Our Atmosphere Has Gas!

Our atmosphere, so clear, so blue, is occasionally punctuated by clouds. Last night a huge thunderstorm ripped through my area, and the beautiful atmosphere gave way to a wild and tempestuous sky.

If not for our gaseous atmosphere, the weather would be very boring: "no weather again, today; tomorrow, no weather either."

It was the French mathematician and physicist Joseph Fourier who observed, in about 1824, that our planet would be uninhabitable if not for the atmosphere.

As a mathematician, Fourier is mostly famous for "Fourier series", which is a technique for breaking signals up into nice pieces that can be toyed with separately and then put back together in pleasing ways (so signal processing, etc.). But as a physicist, he studied heat, especially (climate historian J. R. Fleming says that Fourier aspired to be the "Newton of heat"), and Fourier wondered what makes the Earth so warm. He concluded that it must be the atmosphere.

Fourier didn't know that the atmosphere is made up of about 78% nitrogen, 21% oxygen, and 1% argon. That doesn't leave much room for anything else, does it? I rounded everything to the nearest percent, and if we total it up it's 100%! But there's about .04% carbon dioxide by mass (or about 400 parts per million). But Fourier did know that it is the blanket of gasses that make up our atmosphere that keep in the sun's warmth; that keep some of that heat from radiating away, back to space.

You put that all together into a soup and you come up with a pleasant annual global temperature of around 14 degrees C, or 57 degrees F. But another scientist of the 19th century,
John Tyndall, discovered something interesting about the gases in the atmosphere that are based on carbon: they retain infrared energy. They are the culprits that won't let all that heat escape back to space.
In February of 1861, almost 100 years to the day before I was born, Tyndall gave a lecture in which he described his experiments which showed that "carbonic acid" (H2CO3 -- carbon dioxide in water -- do the chemistry!) is astonishingly opaque to infrared energy. It astonished Tyndall so much that he repeated his experiments over and over, to see if the result really held -- and it did. So he shook his head, and published the result.

* **Set of tasks**
• A. Decide whether each statement below agrees with the passage on the atmosphere, answering yes or no and quoting the words of the passage that settle it: (i) Fourier observed around 1824 that the planet would be uninhabitable without the atmosphere; (ii) Fourier knew that the atmosphere is about 78% nitrogen; (iii) Tyndall gave his lecture in February of 1861.
• B. Set down the passage on the atmosphere word for word, starting with "You put that" and going on through "escape back to space.".

[Object pointing dataset rows]
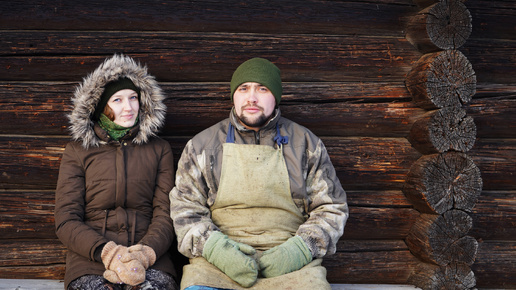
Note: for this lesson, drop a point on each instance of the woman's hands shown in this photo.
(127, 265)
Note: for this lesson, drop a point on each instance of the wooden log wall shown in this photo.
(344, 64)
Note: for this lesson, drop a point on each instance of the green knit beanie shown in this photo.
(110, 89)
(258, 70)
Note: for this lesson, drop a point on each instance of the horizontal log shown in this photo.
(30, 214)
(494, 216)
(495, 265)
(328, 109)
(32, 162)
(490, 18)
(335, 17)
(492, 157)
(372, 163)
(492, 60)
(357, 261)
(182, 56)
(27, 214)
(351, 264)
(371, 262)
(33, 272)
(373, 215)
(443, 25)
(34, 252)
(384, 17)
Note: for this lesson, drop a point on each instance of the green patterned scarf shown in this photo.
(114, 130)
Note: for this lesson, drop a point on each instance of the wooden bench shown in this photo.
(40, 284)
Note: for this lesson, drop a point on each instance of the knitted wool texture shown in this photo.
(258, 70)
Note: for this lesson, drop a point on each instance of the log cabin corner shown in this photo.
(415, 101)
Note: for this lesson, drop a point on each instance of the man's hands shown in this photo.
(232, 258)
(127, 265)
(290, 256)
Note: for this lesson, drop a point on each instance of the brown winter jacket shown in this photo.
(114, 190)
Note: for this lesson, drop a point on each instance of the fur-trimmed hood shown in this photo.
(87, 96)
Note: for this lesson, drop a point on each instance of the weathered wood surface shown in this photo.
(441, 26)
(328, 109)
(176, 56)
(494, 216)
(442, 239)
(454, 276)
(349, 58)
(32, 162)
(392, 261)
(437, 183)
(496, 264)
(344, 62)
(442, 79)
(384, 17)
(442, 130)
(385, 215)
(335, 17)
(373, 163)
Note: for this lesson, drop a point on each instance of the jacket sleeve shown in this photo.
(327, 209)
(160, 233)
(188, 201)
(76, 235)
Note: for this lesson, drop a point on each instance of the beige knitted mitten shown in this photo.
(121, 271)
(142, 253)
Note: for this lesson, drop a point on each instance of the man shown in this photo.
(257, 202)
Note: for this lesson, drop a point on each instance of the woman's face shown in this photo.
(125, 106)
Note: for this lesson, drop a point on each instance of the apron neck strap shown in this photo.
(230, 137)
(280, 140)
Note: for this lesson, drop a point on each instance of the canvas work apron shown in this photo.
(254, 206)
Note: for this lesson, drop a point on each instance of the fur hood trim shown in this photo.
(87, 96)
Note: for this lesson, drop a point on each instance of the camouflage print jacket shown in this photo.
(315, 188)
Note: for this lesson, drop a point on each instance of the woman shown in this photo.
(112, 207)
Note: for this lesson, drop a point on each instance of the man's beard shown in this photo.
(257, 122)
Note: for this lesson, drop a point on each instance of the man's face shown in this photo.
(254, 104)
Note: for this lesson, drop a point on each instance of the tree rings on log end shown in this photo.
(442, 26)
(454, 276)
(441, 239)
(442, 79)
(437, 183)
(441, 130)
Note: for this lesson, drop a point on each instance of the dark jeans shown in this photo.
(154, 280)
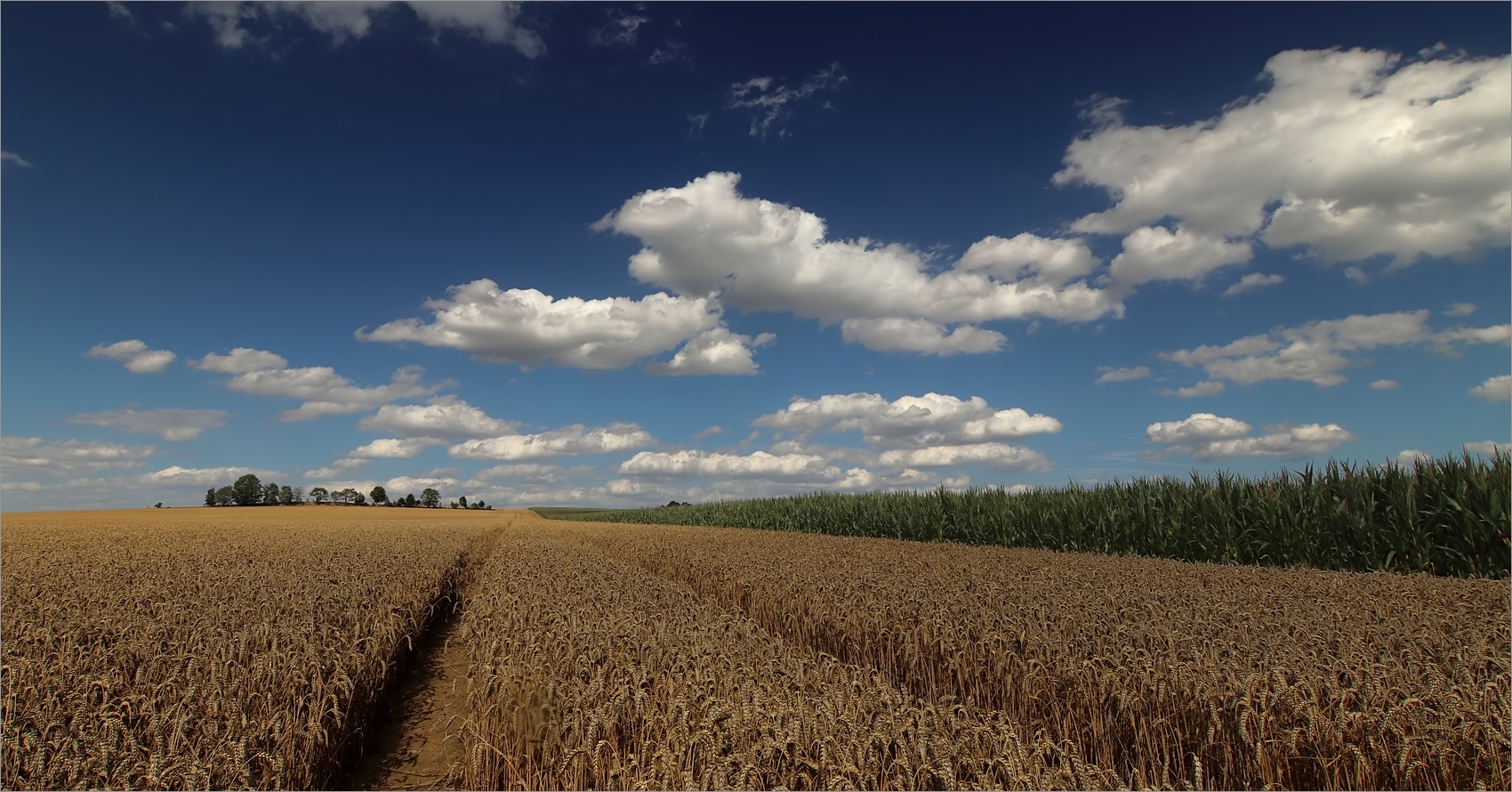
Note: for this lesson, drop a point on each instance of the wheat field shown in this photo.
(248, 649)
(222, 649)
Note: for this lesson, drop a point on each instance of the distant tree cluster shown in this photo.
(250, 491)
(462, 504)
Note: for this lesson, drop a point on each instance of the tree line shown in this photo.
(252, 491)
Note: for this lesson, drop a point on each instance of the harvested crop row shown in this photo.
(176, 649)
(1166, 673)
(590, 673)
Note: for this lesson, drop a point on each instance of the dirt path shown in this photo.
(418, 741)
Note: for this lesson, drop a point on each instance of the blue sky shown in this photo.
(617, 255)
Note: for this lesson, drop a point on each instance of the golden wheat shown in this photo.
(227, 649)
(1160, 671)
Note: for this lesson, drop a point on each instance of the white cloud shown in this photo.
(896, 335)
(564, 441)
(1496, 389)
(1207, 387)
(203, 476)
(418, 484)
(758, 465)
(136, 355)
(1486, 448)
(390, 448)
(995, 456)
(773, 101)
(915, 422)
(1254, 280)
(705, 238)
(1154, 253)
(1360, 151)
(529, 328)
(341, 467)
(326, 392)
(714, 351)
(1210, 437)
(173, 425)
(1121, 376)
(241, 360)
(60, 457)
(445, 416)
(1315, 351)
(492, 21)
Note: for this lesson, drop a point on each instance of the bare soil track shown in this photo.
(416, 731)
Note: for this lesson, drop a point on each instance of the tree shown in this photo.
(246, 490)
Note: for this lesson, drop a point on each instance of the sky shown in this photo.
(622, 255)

...

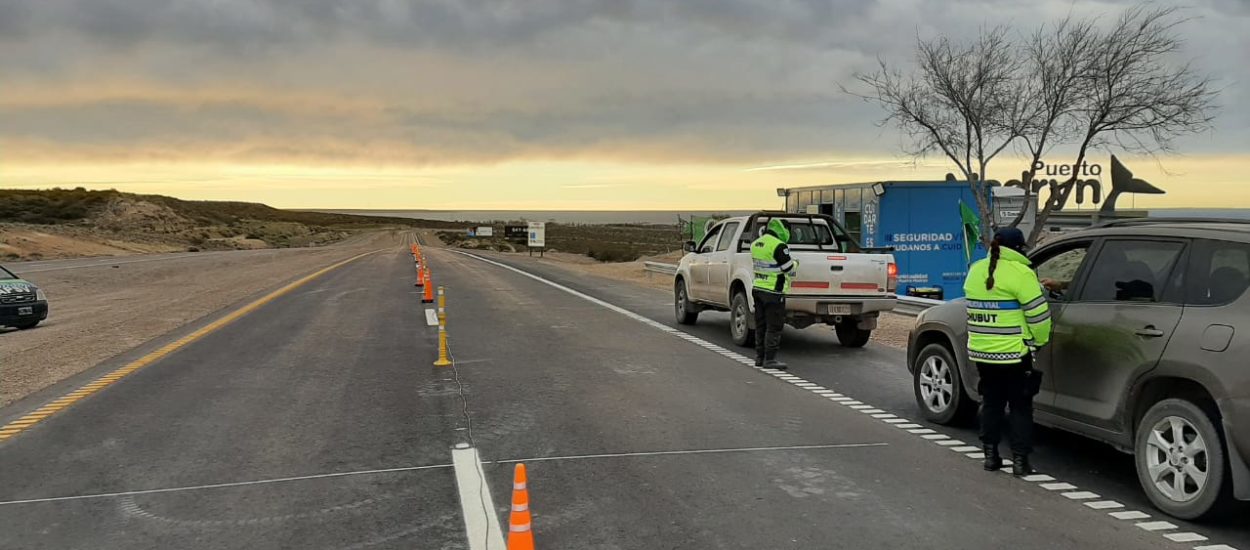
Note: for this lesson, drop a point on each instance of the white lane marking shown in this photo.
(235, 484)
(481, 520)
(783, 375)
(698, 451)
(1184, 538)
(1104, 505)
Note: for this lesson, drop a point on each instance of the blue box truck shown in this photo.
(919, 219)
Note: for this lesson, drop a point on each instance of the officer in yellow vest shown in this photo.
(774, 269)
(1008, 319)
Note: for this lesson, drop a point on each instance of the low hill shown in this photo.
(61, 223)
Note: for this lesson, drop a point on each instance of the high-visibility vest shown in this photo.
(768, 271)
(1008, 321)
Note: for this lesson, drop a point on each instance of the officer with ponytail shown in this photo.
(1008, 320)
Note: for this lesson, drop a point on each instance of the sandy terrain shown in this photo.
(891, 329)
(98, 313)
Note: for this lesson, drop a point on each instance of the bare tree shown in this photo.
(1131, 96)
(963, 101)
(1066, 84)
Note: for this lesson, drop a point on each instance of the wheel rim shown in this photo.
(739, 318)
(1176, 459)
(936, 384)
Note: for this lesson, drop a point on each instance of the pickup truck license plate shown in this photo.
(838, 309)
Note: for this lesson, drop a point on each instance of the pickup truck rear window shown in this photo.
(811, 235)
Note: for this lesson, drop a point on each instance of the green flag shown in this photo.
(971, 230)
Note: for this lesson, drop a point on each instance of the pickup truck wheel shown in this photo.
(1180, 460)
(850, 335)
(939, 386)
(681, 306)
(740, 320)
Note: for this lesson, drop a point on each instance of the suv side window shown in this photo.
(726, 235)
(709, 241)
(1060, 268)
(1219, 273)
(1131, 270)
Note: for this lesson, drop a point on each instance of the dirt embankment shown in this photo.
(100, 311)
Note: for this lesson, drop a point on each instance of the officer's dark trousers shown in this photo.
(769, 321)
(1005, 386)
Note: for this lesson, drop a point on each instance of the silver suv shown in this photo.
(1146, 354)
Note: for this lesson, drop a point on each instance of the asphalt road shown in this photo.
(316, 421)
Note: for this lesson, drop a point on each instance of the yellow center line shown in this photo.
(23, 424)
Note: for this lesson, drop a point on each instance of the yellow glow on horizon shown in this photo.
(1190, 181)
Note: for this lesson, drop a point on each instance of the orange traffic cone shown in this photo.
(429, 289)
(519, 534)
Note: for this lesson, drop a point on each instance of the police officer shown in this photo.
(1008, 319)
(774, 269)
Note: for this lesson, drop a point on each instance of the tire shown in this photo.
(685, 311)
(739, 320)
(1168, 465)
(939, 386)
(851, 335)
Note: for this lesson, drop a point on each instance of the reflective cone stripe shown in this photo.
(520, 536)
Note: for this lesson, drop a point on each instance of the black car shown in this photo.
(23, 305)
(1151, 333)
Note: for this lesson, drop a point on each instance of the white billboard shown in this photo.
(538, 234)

--

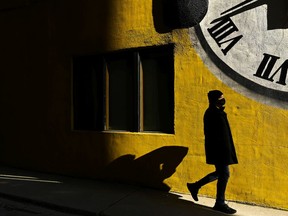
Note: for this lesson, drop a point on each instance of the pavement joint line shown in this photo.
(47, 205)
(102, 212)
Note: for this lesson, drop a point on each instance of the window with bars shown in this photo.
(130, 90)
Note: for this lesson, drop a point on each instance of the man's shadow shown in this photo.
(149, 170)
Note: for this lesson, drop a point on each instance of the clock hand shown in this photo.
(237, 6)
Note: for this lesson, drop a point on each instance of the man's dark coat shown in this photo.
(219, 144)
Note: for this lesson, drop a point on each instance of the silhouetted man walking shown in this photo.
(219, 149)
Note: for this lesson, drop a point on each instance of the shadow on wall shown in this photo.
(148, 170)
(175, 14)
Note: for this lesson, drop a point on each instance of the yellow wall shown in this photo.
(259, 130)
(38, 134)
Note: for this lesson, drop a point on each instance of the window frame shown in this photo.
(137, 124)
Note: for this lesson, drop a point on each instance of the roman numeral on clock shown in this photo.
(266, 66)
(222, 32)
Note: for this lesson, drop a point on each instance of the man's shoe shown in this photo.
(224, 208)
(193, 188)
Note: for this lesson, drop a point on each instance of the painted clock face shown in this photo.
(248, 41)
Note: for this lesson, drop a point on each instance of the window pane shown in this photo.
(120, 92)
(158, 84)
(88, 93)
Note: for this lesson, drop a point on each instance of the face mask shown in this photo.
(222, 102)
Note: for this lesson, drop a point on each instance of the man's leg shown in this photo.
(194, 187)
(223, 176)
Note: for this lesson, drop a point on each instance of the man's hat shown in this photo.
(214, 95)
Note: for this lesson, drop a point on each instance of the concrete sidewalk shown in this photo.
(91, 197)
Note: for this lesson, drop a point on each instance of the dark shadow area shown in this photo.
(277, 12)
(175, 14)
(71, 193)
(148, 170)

* **Solutions**
• A.
(i) Yes: "It was the French mathematician and physicist Joseph Fourier who observed, in about 1824, that our planet would be uninhabitable if not for the atmosphere."
(ii) No: "Fourier didn't know that the atmosphere is made up of about 78% nitrogen, 21% oxygen, and 1% argon."
(iii) Yes: "In February of 1861, almost 100 years to the day before I was born, Tyndall gave a lecture"

• B.
You put that all together into a soup and you come up with a pleasant annual global temperature of around 14 degrees C, or 57 degrees F. But another scientist of the 19th century,
John Tyndall, discovered something interesting about the gases in the atmosphere that are based on carbon: they retain infrared energy. They are the culprits that won't let all that heat escape back to space.